[Description of the task]: The data should be printed in full, character for character.
*** Given information Section Begins ***
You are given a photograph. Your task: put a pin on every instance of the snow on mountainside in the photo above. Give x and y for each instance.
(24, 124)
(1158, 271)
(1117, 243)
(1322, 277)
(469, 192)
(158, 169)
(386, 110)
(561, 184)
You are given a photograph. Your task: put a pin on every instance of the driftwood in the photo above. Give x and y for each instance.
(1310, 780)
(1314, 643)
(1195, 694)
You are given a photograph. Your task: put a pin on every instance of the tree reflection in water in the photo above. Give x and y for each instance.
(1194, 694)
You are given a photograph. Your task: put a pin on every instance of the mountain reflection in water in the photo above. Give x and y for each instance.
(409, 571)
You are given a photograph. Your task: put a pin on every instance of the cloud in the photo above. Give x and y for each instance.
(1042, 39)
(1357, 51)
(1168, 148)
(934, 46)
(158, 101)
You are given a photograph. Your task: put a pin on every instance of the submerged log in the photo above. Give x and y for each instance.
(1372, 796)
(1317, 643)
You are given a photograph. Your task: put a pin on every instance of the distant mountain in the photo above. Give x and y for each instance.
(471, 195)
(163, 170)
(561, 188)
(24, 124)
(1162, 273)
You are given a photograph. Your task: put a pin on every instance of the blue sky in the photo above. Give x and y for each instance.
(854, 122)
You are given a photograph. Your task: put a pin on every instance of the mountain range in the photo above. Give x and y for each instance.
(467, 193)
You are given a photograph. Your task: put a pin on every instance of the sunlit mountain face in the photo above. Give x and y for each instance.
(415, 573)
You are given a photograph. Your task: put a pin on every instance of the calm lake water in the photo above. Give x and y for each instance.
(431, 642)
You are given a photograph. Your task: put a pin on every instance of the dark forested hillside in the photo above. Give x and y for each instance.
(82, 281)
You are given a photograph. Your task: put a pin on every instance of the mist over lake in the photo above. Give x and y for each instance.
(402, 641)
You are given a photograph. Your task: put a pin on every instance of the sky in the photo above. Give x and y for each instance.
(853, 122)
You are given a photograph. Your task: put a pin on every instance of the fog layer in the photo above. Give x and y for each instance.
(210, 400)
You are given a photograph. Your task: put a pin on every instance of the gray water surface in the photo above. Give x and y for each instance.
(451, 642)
*** Given information Section Ends ***
[Solution to this problem]:
You are given a photograph. Your task: put a pin on every instance of the snow on mountainside in the photo above. Give x and y for each instance.
(24, 124)
(1158, 271)
(1117, 243)
(1322, 277)
(469, 192)
(158, 169)
(386, 110)
(561, 184)
You are given a photograph. Your task: put a pin on every instance of the driftwood in the photo above. Give x and y for each instance.
(1310, 780)
(1314, 643)
(1195, 694)
You are given a photograph. Your task: put a pin on every instance of the tree reflection in water in the photo above. Give x and y for each instance.
(1194, 694)
You are given a photograph. Your task: put a pin on every instance of the mountain reflection in water in the photo above. Give x and y for each instance.
(409, 571)
You are given a photograph. Your task: put a pin on every instance of the cloud in the photo above. Give x and y for each instance.
(1042, 39)
(1357, 51)
(1168, 148)
(934, 46)
(158, 101)
You are given a photograph. Your task: put a pin on every instance of the submerged log in the photo above. Give x and y for each instance.
(1372, 796)
(1317, 643)
You are given a photograph. Your task: put a pin on every instance of the distant mountain in the photo above. Give x and y for each instance.
(471, 195)
(163, 170)
(561, 188)
(24, 124)
(1162, 273)
You are given a photograph. Your task: put a pin on every instance of the blue sky in the photo above. Give x and y for each instance.
(854, 122)
You are given a photograph. Your task: put a pin on every instance of the mountain range in the photo above. Give x and y for each instance.
(467, 193)
You are given a photograph. Your task: put a pin on every instance of the sunlit mountain face in the photo above. Give x and y for each instance.
(415, 573)
You are given a photograph. Your task: put a pin on every instance of the calm lake water in the photo above. Give x and y for each instance.
(431, 642)
You are given a photograph. Your task: put a pin on every instance of the dark forested hillside in the photo above. Give x and y for each instance.
(82, 281)
You are given a photograph. Your task: put a pin on every instance of the mist over lake in the photo above. Give x and y for each instance.
(402, 641)
You are given a photograph. Your task: put a pin on every instance of the sky in the photo above. Give x and y for each instance.
(853, 122)
You are given a photograph. Your task: put a pin on every instance of the fog layer in the photo above. Give x and y for each instance.
(210, 400)
You are given a photograph. Your task: put a pin on every instance of the gray water surface in the photo above. Give x and y for each instance.
(451, 642)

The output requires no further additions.